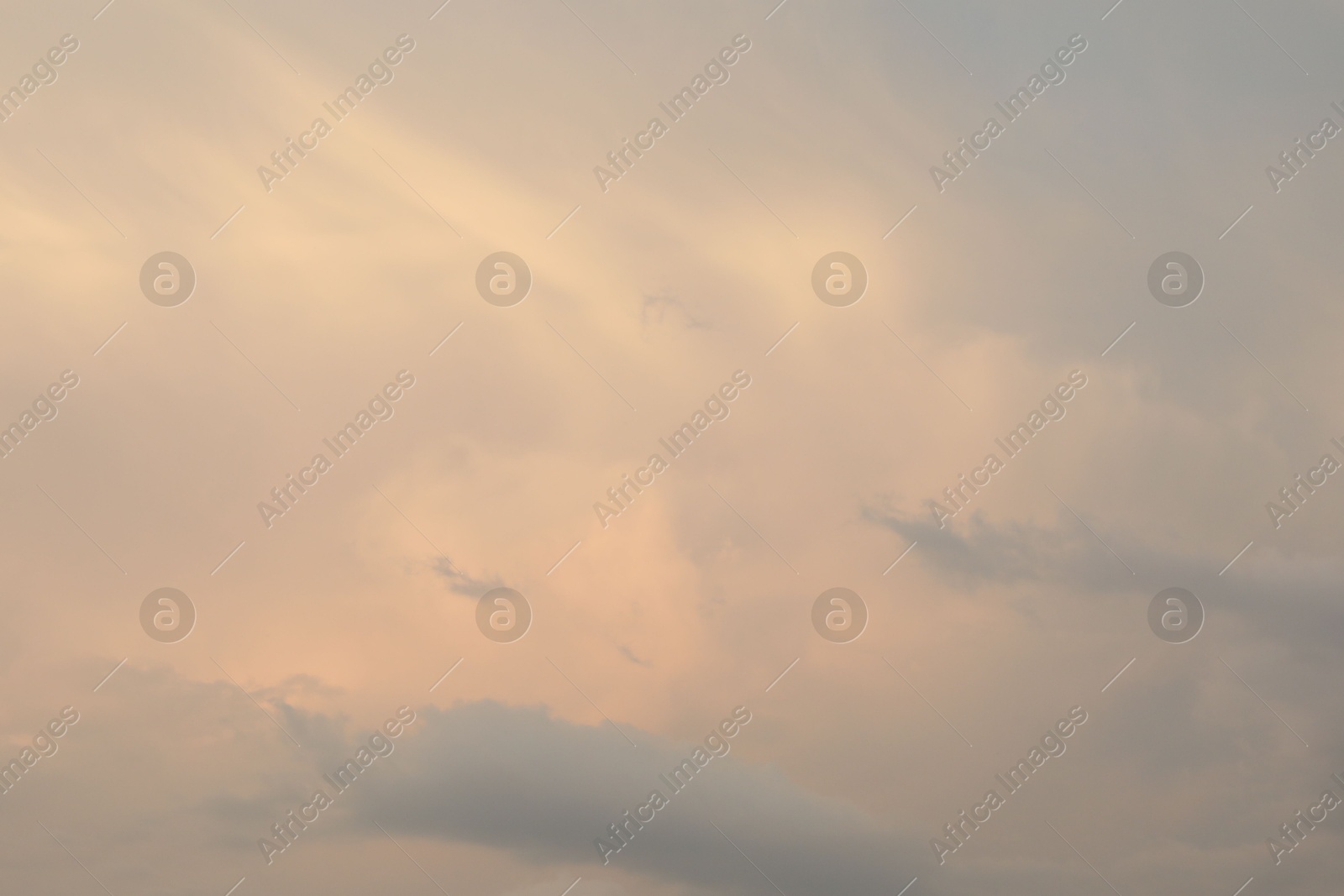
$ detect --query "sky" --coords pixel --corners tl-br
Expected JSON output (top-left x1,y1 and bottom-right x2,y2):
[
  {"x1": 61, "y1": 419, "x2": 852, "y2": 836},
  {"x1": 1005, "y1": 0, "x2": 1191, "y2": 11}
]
[{"x1": 0, "y1": 0, "x2": 1344, "y2": 896}]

◆ Exercise requirements:
Copy every line of the material above word for word, leaving the picture out of your answer.

◆ Task answer:
$ detect --query "sky" --coords pixel --corners tl-br
Expected JSON output (top-left x1,y1 and bottom-right x2,y2):
[
  {"x1": 61, "y1": 419, "x2": 852, "y2": 836},
  {"x1": 1005, "y1": 0, "x2": 1191, "y2": 11}
]
[{"x1": 0, "y1": 0, "x2": 1344, "y2": 896}]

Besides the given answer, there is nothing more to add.